# PROBLEM TO SOLVE:
Repeat exactly, and only, the lines from the one containing "Exercise. Point out the undermount" through the last line of the data below.

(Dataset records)
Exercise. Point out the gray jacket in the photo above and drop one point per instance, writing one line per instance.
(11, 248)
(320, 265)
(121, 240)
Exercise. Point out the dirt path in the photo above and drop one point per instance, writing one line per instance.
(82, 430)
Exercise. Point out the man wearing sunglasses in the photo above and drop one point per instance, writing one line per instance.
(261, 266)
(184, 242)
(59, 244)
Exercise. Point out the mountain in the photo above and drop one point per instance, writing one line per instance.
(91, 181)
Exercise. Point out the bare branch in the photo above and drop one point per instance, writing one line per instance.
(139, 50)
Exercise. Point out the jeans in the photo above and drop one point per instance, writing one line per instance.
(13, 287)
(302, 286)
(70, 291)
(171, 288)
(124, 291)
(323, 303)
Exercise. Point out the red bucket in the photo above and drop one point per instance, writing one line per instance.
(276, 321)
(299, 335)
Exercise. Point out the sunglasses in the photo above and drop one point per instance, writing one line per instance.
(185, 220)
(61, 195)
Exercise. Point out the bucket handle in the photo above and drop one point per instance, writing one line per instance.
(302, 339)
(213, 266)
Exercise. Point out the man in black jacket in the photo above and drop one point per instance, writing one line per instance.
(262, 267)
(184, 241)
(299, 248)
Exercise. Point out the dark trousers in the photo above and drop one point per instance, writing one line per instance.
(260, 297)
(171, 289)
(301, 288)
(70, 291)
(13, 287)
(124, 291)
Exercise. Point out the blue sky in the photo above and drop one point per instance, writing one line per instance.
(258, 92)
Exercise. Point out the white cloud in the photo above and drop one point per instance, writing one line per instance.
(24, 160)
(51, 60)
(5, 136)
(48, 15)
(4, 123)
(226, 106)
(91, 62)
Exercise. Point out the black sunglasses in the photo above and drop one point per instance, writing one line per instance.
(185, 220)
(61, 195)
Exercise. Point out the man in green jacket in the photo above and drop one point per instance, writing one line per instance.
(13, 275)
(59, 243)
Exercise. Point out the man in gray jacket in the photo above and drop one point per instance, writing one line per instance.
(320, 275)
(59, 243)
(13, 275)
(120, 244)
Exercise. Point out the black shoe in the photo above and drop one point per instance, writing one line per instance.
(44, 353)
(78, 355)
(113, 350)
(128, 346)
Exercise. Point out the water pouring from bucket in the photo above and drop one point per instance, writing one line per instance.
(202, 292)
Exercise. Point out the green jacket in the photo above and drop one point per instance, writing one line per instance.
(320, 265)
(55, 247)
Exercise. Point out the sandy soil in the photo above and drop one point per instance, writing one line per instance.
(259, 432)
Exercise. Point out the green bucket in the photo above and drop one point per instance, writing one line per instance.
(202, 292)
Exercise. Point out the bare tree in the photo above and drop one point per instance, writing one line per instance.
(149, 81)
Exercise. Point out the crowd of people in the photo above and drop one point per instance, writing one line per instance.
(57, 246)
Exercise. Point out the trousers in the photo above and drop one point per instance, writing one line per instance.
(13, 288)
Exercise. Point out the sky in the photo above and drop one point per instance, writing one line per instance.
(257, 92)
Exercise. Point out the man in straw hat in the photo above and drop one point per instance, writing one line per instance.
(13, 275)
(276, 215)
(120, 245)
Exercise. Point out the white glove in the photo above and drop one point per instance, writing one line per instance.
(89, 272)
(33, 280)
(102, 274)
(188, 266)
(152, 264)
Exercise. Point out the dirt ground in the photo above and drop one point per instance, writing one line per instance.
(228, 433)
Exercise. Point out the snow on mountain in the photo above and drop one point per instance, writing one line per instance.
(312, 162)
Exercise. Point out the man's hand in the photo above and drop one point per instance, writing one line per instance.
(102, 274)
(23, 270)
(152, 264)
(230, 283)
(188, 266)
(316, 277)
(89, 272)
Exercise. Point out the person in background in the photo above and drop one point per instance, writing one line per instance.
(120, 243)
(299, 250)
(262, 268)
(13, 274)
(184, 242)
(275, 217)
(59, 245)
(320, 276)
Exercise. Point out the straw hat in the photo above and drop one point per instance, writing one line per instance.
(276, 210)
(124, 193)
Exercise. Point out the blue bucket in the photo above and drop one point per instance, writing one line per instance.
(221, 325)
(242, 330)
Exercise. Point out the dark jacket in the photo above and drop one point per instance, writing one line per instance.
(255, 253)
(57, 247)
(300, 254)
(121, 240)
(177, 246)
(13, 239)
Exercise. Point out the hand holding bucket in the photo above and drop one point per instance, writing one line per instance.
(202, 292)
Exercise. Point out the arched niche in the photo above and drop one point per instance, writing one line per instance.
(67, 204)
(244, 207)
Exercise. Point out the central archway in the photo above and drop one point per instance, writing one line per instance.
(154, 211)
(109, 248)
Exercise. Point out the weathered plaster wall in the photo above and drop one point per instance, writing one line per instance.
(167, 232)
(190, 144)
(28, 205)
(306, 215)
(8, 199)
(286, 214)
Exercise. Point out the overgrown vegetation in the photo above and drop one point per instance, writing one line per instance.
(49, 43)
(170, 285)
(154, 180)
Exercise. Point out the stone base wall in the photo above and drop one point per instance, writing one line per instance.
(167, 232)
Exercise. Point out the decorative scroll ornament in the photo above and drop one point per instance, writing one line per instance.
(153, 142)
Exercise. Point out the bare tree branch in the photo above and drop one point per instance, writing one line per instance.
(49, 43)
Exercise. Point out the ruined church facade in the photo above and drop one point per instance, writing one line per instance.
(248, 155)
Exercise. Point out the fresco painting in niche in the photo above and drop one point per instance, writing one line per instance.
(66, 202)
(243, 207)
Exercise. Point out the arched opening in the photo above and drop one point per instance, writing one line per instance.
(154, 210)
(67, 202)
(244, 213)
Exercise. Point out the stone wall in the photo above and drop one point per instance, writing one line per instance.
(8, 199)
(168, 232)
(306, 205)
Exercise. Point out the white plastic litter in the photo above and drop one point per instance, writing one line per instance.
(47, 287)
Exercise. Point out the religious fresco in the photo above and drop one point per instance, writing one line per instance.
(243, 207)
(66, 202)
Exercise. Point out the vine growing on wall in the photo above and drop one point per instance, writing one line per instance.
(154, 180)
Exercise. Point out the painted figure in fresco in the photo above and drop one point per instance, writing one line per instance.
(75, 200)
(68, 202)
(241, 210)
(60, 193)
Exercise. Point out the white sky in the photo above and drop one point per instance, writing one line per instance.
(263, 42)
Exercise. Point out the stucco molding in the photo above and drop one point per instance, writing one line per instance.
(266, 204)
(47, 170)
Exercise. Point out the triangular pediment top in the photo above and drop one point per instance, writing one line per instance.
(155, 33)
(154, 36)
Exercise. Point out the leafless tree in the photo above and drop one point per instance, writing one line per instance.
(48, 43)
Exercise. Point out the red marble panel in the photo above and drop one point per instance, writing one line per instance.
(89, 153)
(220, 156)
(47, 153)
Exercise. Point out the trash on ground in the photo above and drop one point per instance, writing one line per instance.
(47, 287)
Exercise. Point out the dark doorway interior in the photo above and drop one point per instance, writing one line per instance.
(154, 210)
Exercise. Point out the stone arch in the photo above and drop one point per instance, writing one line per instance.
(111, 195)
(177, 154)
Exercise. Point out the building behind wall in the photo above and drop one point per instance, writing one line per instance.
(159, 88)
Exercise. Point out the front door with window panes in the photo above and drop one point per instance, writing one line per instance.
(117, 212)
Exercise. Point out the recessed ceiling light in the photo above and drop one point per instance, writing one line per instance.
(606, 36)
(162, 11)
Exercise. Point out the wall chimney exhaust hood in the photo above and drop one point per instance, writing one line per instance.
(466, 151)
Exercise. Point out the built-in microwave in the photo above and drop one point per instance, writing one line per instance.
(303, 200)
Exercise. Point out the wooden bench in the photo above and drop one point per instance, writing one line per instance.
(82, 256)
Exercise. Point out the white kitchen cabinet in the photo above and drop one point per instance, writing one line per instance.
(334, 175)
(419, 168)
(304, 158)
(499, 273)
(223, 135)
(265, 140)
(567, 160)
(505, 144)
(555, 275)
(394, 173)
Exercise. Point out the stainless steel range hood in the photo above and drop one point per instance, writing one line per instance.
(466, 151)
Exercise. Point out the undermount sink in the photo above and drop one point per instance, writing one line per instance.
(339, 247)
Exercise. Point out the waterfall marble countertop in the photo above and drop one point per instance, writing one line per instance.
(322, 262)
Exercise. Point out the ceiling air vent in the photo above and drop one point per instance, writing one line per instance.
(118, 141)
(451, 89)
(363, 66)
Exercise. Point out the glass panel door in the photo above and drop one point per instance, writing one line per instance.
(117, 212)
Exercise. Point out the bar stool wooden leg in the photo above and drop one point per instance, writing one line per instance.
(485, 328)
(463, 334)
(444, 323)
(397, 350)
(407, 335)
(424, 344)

# SOLUTION TO THIS EXERCISE:
Exercise. Point out the undermount sink in the photo above and drop one point per instance, writing one line per instance.
(339, 247)
Exercise. Point out the waterfall marble countertop in the photo above and drop one point per instance, writing one line per instance.
(322, 262)
Exercise. Point out the ceiling air vent in the photo above and drop one point per instance, writing one line per instance.
(118, 141)
(451, 89)
(363, 66)
Exercise. Point out the glass panel door in the photo above and drop one point per instance, writing one line per instance.
(117, 212)
Exercise. Point out the bar stool wooden leg in the photo above and drop one point per instance, writing one line per instance.
(485, 328)
(463, 334)
(444, 323)
(397, 350)
(407, 335)
(424, 344)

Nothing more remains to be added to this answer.